**The problem**
Starting at the line that contains "Locate any exterior", set down each line exactly until the records end, keeping both ends and adding nothing.

*** Block opens ***

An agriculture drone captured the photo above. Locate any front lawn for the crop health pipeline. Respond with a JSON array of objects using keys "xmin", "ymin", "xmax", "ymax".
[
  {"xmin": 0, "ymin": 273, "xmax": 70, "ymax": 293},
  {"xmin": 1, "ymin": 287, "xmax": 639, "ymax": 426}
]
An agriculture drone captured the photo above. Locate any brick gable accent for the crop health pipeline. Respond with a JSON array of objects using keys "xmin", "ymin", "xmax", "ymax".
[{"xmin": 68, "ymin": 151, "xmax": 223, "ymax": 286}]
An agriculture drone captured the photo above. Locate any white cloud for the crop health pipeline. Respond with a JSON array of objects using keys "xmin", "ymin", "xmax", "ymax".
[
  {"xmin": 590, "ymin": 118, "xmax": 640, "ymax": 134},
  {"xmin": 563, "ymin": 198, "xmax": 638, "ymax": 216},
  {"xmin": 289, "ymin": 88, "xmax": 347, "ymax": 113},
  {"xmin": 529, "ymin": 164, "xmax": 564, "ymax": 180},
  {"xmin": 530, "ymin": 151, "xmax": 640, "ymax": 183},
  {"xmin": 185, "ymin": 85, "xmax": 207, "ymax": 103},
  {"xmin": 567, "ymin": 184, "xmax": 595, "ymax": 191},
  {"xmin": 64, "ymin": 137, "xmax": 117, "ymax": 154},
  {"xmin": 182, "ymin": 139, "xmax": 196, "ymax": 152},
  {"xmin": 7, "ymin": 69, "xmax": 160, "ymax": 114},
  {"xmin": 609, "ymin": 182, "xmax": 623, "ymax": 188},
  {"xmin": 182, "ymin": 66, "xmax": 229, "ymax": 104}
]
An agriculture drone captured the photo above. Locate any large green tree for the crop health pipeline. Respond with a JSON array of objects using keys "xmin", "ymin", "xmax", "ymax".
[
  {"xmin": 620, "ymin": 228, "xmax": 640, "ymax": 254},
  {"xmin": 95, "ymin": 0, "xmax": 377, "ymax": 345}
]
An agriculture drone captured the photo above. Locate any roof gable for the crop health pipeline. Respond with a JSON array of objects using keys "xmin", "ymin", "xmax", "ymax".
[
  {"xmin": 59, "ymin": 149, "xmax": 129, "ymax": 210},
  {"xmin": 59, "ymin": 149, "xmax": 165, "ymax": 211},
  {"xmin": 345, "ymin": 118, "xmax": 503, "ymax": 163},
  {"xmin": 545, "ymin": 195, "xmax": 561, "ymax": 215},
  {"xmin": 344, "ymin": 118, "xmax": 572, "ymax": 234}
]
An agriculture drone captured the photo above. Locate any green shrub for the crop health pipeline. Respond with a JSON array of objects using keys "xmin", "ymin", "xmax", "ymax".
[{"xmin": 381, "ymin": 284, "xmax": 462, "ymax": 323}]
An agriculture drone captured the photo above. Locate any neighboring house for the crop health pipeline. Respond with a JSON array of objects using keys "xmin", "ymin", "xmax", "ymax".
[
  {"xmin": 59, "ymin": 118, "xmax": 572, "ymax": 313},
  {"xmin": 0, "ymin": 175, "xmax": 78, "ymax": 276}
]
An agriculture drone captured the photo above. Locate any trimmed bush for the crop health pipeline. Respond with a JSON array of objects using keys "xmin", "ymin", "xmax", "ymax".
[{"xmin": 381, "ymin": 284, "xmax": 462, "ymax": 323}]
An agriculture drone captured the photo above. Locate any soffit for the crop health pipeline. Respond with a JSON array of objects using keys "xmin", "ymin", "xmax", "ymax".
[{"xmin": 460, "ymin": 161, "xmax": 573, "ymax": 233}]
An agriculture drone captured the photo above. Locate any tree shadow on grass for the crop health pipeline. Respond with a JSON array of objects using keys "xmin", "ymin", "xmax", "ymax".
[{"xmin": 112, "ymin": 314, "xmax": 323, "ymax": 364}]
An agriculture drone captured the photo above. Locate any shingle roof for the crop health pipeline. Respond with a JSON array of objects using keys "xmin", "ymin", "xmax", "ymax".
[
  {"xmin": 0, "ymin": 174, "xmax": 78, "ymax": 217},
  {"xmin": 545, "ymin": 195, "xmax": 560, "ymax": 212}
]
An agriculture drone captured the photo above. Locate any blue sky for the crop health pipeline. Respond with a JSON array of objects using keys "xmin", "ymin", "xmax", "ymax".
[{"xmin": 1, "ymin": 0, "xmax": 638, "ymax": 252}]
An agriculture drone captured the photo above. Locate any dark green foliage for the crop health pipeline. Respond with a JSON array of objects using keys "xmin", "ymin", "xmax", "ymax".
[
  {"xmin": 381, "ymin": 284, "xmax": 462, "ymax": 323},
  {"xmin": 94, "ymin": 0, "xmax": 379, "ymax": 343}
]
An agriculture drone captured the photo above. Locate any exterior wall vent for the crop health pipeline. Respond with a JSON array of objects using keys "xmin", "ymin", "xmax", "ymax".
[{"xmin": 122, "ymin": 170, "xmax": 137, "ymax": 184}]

*** Block closes ***

**Result of this task**
An agriculture drone captured the photo above. Locate any exterior wall vent for the crop health pipeline. Respond with a JSON array of objects using keys "xmin", "ymin", "xmax", "ymax".
[{"xmin": 122, "ymin": 170, "xmax": 137, "ymax": 184}]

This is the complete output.